# Раздел документа:
..............................

Для повышения боевых свойств орудий — дальнобойности и меткости — нужно было увеличить начальную скорость снарядов, то-есть скорость, с которой они вылетают из дула орудия. Для этого необходим был новый порох, который при своем сгорании развивал бы более высокое давление на дно снаряда. Но применение новых порохов неизбежно вело к увеличению давления и на стенки канала орудия, а значит, и на лафет. Требовались поэтому более прочные материалы для изготовления орудийных стволов и лафетов. Медь, бронза, чугун и дерево должны были уступить место более прочному металлу — стали. В то же время необходимо было правильно рассчитать начальную скорость снаряда при новых условиях, определить его «поведение» в воздухе. Это и сделал Маевский. Он установил законы, по которым воздух оказывает сопротивление полету снаряда, что дало возможность правильно подсчитать необходимую начальную скорость снаряда, нужное давление пороховых газов и т. п. Заслуги Маевского в этой области были признаны артиллеристами всех армий. Открытые им законы послужили основой для проектирования орудий самых разнообразных систем и не утратили своего значения до нашего времени.
В 1867 году Маевский принимает участие в проектировании первой нарезной пушки из стали для полевой артиллерии. Пушка эта была 4-фунтового калибра. Благодаря тому, что стенки канала орудия, их сопротивление давлениям рассчитывались на строго научных основаниях, которые разработал Маевский, новая русская пушка отличалась высокими качествами. Она значительно превосходила могуществом своего огня прусскую пушку того же калибра и очень мало уступала даже 6-фунтовой прусской пушке, которая была значительно более тяжелой, а потому и менее подвижной.

..............................

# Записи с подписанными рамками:
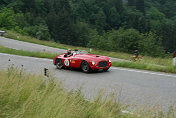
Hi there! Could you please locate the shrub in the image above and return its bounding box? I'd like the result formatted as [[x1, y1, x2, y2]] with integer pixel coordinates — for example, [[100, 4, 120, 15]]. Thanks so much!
[[139, 33, 164, 56], [0, 8, 16, 29]]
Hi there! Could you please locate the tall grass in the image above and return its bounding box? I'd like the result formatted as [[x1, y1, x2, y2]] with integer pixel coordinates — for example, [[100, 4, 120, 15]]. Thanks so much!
[[0, 46, 176, 73], [6, 31, 172, 66], [0, 67, 132, 118], [0, 67, 174, 118]]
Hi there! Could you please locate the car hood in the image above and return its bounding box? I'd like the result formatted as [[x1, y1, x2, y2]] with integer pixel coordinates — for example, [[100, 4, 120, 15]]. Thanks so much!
[[75, 54, 110, 61]]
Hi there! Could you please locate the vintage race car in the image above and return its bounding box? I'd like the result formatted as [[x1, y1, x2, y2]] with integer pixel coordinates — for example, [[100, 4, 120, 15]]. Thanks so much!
[[53, 52, 112, 73]]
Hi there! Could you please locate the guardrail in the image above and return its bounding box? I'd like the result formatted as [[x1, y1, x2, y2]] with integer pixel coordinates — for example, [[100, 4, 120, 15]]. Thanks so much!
[[0, 30, 7, 36]]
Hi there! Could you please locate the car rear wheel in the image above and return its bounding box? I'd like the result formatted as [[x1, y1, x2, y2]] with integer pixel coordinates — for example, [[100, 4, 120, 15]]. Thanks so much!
[[81, 61, 91, 73], [56, 59, 63, 69], [103, 68, 109, 72]]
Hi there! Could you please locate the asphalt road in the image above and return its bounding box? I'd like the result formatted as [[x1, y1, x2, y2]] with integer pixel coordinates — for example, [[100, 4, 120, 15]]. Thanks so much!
[[0, 36, 66, 54], [0, 36, 127, 61], [0, 53, 176, 109]]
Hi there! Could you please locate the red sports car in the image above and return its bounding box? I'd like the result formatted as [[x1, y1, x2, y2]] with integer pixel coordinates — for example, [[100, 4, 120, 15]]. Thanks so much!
[[53, 52, 112, 73]]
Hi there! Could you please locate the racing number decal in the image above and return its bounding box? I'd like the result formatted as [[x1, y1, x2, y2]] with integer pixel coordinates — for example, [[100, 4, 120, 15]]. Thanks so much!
[[64, 59, 69, 66]]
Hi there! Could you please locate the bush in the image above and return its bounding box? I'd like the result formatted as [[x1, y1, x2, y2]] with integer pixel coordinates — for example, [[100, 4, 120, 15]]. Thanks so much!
[[139, 33, 164, 57], [0, 8, 16, 29]]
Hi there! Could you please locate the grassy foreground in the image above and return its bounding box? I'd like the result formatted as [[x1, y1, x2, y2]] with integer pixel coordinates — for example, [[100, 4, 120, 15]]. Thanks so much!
[[0, 67, 174, 118], [6, 31, 172, 66], [0, 46, 58, 59], [0, 46, 176, 73]]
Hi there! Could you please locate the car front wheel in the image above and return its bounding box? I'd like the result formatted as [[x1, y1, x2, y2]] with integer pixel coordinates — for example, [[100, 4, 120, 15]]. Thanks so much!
[[81, 61, 91, 73]]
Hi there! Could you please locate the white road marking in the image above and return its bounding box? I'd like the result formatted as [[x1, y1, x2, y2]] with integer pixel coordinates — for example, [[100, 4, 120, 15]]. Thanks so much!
[[111, 67, 176, 78], [0, 53, 176, 78]]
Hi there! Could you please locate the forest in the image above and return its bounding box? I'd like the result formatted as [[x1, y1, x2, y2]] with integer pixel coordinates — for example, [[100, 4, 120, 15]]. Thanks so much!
[[0, 0, 176, 57]]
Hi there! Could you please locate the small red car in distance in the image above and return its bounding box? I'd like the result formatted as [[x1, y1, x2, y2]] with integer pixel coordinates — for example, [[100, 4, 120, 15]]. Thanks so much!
[[53, 52, 112, 73]]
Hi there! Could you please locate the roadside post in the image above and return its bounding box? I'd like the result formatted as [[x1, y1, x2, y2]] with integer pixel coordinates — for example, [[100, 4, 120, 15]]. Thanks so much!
[[173, 51, 176, 67]]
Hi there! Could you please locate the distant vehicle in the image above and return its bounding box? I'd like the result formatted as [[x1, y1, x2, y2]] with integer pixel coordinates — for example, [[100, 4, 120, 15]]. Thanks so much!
[[53, 52, 112, 73]]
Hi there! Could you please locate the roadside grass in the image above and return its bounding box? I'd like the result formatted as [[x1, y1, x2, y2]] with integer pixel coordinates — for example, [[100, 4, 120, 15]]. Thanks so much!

..............................

# Цель задания:
Ответьте на вопросы по тексту о Маевском:
(а) Какой металл должен был заменить медь, бронзу, чугун и дерево при изготовлении стволов и лафетов?
(б) В каком году Маевский участвует в проектировании первой нарезной стальной пушки для полевой артиллерии?
(в) Какого калибра была эта пушка?

# Решение задания:
(а) Сталь.
(б) В 1867 году.
(в) 4-фунтового калибра.